Суть задания A
Верните из записей ниже все строки, в которых встречается слово «bottle», с учётом регистра.

Фрагмент текста
□ □ □ □

В апрельском письме 1903 года из Хорога пишет о том, что в его сердце всегда сохранятся «идеалы университета, лишь слегка поправленные опытом, идеалы камышевского дома, пойманные со слов отца и матери…»
Что за отношения Снесарева с богатым беком и с бедными горцами – об этом октябрьский рапорт и ноябрьская докладная записка от 1903 года.
Вот начало рапорта от 16 ноября 1903 года: «Прибыв 8 июня с восточных постов в Лянгар-Гишт, я застал положение дел здесь весьма серьёзным… Вот в такой-то год, когда народное хозяйство, потрясённое и без того, требует особой заботливости и снисхождения властей, начинается бухарское грабительство, на официальном языке именуемое зякетом. Удивляться грешно, что чаша терпения народного переполнилась и он, уподобляясь оробелому стаду, готов бежать с насиженных мест и от отцовских могил на Памиры и в Афганистан».

□ □ □ □

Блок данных

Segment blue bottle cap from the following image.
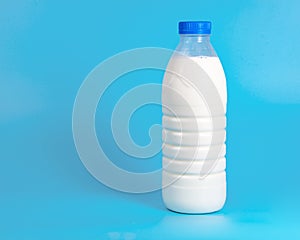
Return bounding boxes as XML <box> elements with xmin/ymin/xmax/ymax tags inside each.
<box><xmin>178</xmin><ymin>21</ymin><xmax>211</xmax><ymax>34</ymax></box>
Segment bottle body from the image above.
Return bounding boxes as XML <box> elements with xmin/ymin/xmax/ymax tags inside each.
<box><xmin>162</xmin><ymin>22</ymin><xmax>227</xmax><ymax>213</ymax></box>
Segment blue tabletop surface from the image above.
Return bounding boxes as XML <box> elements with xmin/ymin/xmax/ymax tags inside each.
<box><xmin>0</xmin><ymin>0</ymin><xmax>300</xmax><ymax>240</ymax></box>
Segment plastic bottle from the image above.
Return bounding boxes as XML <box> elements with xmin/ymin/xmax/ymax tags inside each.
<box><xmin>162</xmin><ymin>21</ymin><xmax>227</xmax><ymax>213</ymax></box>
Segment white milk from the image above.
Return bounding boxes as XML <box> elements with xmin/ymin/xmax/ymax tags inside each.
<box><xmin>162</xmin><ymin>54</ymin><xmax>227</xmax><ymax>213</ymax></box>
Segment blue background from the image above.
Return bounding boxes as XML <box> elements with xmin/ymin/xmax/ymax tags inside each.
<box><xmin>0</xmin><ymin>0</ymin><xmax>300</xmax><ymax>239</ymax></box>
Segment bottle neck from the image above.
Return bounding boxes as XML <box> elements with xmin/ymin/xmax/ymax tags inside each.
<box><xmin>180</xmin><ymin>34</ymin><xmax>210</xmax><ymax>44</ymax></box>
<box><xmin>176</xmin><ymin>34</ymin><xmax>217</xmax><ymax>57</ymax></box>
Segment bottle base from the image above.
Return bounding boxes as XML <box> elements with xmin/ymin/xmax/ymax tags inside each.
<box><xmin>162</xmin><ymin>184</ymin><xmax>226</xmax><ymax>214</ymax></box>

□ □ □ □

Суть задания B
Перепишите дословно тот отрывок текста о Снесареве, что начинается словами «В апрельском письме» и заканчивается словами «от 1903 года.».

Ответ на задание A
Segment blue bottle cap from the following image.
Segment bottle body from the image above.
Segment plastic bottle from the image above.
Segment bottle neck from the image above.
Segment bottle base from the image above.

Ответ на задание B
В апрельском письме 1903 года из Хорога пишет о том, что в его сердце всегда сохранятся «идеалы университета, лишь слегка поправленные опытом, идеалы камышевского дома, пойманные со слов отца и матери…»
Что за отношения Снесарева с богатым беком и с бедными горцами – об этом октябрьский рапорт и ноябрьская докладная записка от 1903 года.